## AIM A
Reproduce the listing line for line, starting at the line that contains "the stone cathedral" and continuing through the last line of the listing.

The ROI of KM is a very important issue, as it could, if quantified, be a key source of leverage in securing funding for things like training, research and communications infrastructure.
I think this could be of particular interest to the Web 2.0 community, as new tools begin to transition from early-adopter ephemera into marketed commodities. Where does a tool like RSS stand in the above equation today? Where will it stand in 6 months or 5 years? RSS may be a good example of an asset that stands in the shadows of even the intangible Market Values. Outside stakeholders are unlikely to place value on your organization’s utilizing a well-constructed suite of RSS feeds. But they are quite likely to place great value on the things that RSS enables. For example:
- Rapid response to any off-site links to your organization’s web site
- Your group-members being consistently informed about breaking news and hot topics in the field without inefficient manual “web surfing”
- Your organization and its members developing longer-term relationships with other key players in the field, many of whom will be early adopters of RSS themselves and will thus be reading your feeds. Non-early adopters may not recognize the importance of Persons A, B and C being subscribed to your outgoing feeds, but they are more likely to recognize the importance of a well developed relationship with any of those people regardless of the technology that enables it.
- A cohesive message from members across the team, as information is more effectively shared internally via RSS than by emails.
Perhaps then this points to the complication of such equations posed by emerging social technologies in general. When your organization makes the transition from having a few early adopters seruptitiously using RSS to magically be on top of the knowledge in their field into a scenario where instead your organization is paying for RSS services to acquire those intangible assets – that’s a shift in Strassmann’s equation that will be helpful to understand. The “investment” part of the ROI equation will really be an upgrade from partial adoption of emerging technolgies in the intangible column (or from being altogether invisible) and into the tangible costs column.
But the impact in the Knowledge Value column will shift from being of unknown causality (“group members are using RSS? what’s that?”) into an amplified impact caused by actual Financial investment. In simpler terms, purchasing emerging research services and tools won’t hopefully be something alltogether new with surprising consequences, but rather a formalization of a previously marginal investment leading to greater intanible assets. Recognizing Strassmann’s three values (Financial, Market and Knowledge Values) could be a helpful way to understand and thus explain the ROI of Web 2.0 enabled KM.

## GIVEN DATA
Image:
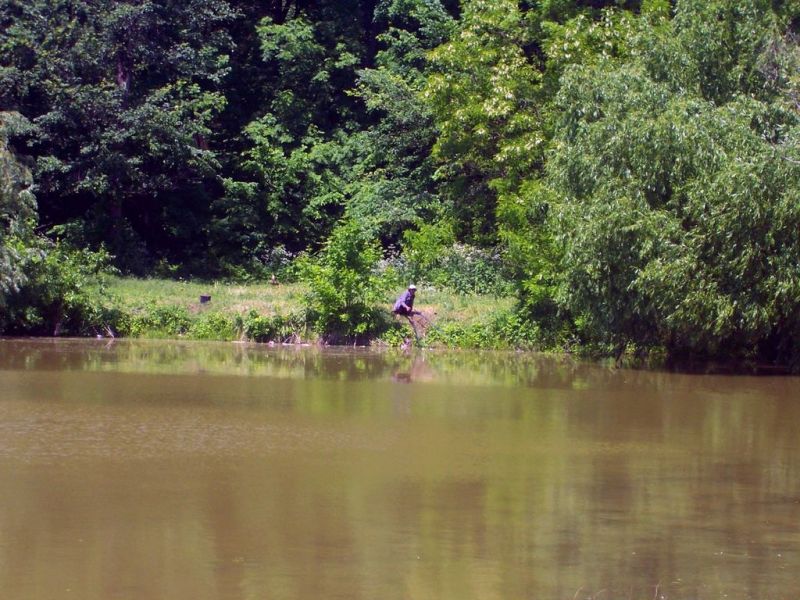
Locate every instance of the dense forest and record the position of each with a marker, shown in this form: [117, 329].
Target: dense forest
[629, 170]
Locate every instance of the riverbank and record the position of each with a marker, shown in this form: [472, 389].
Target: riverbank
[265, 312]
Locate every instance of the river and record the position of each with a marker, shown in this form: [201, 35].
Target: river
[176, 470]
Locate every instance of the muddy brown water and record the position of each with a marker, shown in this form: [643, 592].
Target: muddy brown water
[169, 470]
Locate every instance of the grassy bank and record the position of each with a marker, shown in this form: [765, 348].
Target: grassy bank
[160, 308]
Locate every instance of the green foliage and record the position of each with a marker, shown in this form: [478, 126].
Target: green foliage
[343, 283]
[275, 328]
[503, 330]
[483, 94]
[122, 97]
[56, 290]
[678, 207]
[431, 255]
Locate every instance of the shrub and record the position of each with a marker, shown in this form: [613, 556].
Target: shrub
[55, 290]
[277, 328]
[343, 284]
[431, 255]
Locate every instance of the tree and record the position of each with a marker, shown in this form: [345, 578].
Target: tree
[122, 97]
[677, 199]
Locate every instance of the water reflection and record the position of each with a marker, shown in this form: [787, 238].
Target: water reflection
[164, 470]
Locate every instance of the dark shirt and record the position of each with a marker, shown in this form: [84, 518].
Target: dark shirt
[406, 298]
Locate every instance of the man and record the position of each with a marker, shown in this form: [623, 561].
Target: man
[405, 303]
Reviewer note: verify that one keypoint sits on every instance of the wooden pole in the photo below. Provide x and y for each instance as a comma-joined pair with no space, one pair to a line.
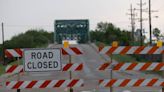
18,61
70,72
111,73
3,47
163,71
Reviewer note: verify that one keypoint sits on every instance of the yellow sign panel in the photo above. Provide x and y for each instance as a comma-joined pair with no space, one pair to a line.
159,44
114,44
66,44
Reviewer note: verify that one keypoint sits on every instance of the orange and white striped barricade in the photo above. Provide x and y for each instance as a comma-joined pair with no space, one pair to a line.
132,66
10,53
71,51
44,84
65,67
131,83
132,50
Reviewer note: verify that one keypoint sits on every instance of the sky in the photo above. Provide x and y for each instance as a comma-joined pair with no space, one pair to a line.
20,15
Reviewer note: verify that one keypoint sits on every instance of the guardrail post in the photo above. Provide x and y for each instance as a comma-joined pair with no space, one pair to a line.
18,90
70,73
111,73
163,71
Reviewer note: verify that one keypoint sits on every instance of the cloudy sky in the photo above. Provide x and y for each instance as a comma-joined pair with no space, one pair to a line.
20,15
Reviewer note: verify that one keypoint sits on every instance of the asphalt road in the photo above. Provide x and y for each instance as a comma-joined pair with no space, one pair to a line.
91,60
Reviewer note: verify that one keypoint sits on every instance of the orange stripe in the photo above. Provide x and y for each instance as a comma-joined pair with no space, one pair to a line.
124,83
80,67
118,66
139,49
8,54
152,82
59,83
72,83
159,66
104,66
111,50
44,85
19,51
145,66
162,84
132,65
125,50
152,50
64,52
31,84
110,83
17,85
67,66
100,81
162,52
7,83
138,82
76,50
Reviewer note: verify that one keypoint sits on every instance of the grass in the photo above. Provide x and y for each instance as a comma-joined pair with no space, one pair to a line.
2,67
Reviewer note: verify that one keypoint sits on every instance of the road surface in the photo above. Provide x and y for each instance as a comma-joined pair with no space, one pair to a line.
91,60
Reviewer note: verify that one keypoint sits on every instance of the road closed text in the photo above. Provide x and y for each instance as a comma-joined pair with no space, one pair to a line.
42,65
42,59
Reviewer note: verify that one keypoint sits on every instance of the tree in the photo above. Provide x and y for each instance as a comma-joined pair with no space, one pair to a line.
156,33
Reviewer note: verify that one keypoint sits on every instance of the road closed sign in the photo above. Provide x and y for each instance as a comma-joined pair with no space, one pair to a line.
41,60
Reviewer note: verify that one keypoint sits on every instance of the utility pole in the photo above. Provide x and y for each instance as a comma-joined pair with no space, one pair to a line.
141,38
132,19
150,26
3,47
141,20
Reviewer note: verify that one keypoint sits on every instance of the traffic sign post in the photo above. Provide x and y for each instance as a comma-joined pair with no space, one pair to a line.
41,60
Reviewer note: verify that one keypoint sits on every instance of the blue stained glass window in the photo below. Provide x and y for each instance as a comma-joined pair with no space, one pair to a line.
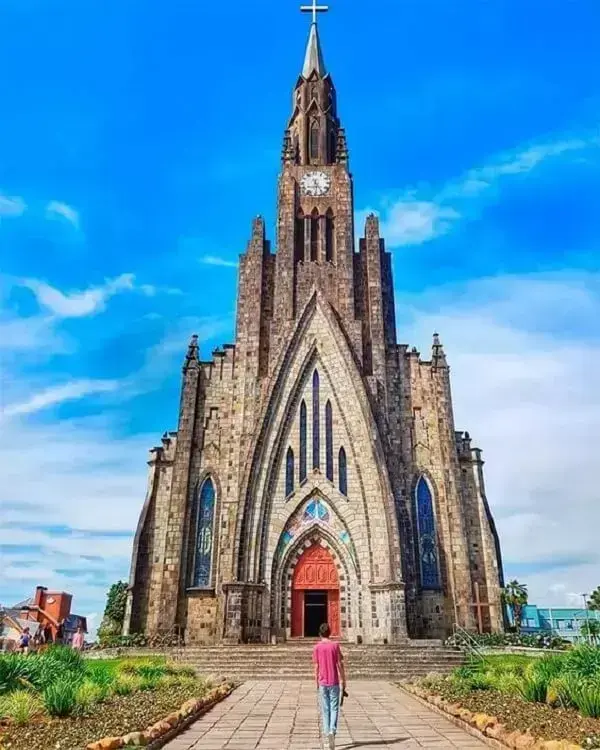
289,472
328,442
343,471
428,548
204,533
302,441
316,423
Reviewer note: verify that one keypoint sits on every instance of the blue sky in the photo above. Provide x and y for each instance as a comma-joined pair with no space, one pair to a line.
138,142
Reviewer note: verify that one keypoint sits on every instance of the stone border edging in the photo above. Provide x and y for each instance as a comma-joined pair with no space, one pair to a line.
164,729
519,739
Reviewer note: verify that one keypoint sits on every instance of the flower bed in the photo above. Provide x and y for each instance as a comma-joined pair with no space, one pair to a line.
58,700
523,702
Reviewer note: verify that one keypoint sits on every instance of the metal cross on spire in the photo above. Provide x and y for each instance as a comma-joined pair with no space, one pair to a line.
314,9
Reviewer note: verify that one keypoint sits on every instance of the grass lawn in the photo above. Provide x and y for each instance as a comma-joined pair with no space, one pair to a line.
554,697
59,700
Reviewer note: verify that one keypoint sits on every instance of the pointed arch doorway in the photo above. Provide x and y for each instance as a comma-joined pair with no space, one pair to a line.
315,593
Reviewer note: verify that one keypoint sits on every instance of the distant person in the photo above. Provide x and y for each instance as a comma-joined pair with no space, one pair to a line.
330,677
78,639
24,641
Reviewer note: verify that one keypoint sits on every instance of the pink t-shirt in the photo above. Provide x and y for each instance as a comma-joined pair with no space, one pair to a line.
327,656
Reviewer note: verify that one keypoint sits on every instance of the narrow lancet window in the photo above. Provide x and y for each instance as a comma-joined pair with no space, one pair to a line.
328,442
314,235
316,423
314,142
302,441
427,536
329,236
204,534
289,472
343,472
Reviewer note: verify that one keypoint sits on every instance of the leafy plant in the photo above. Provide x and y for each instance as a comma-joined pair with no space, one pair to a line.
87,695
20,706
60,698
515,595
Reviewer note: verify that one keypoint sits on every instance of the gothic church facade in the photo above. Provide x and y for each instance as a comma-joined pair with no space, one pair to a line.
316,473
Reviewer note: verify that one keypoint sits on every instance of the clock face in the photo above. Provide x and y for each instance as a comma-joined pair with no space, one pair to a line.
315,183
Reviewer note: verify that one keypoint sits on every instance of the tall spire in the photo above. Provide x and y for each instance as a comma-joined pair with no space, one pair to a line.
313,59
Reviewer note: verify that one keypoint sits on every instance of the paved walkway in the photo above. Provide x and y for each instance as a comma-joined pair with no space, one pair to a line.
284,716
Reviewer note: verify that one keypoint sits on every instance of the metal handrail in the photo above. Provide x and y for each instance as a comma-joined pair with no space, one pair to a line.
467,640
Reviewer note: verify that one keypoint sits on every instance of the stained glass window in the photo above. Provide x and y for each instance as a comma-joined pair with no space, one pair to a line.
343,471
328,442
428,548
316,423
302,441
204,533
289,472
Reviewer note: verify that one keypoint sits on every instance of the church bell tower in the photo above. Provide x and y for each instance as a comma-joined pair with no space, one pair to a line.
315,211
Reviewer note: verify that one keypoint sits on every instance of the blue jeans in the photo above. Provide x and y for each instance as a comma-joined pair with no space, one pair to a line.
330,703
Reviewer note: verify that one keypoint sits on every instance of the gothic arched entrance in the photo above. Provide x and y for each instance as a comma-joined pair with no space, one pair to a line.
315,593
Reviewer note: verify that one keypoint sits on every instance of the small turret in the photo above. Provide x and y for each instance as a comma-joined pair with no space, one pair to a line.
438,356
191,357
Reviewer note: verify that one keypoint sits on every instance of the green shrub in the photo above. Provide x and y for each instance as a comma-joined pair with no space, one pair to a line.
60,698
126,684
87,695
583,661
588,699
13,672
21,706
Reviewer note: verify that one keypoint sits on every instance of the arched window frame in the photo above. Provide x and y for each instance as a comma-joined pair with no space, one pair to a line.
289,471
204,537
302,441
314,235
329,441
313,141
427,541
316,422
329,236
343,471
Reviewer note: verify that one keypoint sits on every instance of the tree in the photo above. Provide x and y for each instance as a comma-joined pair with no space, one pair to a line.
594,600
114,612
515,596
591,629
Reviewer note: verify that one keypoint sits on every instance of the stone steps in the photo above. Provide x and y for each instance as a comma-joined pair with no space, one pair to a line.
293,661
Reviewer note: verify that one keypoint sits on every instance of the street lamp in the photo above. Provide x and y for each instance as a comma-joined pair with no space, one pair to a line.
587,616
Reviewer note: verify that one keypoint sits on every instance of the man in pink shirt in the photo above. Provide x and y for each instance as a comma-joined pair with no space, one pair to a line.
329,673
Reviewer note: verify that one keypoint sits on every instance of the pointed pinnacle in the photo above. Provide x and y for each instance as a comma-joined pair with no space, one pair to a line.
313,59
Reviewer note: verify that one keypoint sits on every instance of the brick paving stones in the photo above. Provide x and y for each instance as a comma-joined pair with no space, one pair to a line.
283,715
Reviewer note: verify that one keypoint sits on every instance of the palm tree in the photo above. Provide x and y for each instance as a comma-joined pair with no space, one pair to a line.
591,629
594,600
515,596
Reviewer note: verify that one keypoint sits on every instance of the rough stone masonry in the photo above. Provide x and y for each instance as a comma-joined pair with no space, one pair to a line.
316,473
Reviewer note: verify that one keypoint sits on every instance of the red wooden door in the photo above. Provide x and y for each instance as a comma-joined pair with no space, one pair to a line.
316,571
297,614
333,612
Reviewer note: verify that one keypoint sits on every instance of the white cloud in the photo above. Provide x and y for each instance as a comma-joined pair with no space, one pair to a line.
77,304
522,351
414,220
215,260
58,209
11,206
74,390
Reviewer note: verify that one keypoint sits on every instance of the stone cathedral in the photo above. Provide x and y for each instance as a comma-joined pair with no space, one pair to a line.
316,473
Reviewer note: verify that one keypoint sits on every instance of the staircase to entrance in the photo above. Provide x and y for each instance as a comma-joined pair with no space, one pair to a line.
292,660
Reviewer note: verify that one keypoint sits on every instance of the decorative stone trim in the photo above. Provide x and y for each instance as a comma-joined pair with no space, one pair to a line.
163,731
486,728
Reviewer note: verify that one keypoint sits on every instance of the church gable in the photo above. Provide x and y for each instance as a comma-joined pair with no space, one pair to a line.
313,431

## AIM B
Decide whether each statement below agrees with the text on the return on investment of knowledge management. Answer yes or no for each and quote the words from the text that settle it.
(i) Outside stakeholders are likely to value an organization's use of a well-constructed suite of RSS feeds.
(ii) Strassmann's three values are Financial, Market and Knowledge Values.
(iii) Information is shared internally more effectively via RSS than by emails.

## EXERCISE RESULT A
Reviewer note: verify that one keypoint sits on every instance of the stone cathedral in the photo above. Provide x and y for each instance as a comma-joined pair with no space, one pair to a line.
316,473
Reviewer note: verify that one keypoint sits on every instance of the staircase to entrance in the photo above. Provide x and y for each instance as a comma-joined pair with no space, one pair to a line.
292,660
Reviewer note: verify that one keypoint sits on every instance of the decorative stone trim in the photo above. Provide x and y for each instance as a comma-joined pair with no space, one pair to a line.
163,731
486,728
Reviewer note: verify that one keypoint sits on every instance of the church gable in the photo above. Provide x and y for each instance as a comma-joined pair with no space, one pair to a line.
313,431

## EXERCISE RESULT B
(i) No: "Outside stakeholders are unlikely to place value on your organization’s utilizing a well-constructed suite of RSS feeds."
(ii) Yes: "Strassmann’s three values (Financial, Market and Knowledge Values)"
(iii) Yes: "information is more effectively shared internally via RSS than by emails."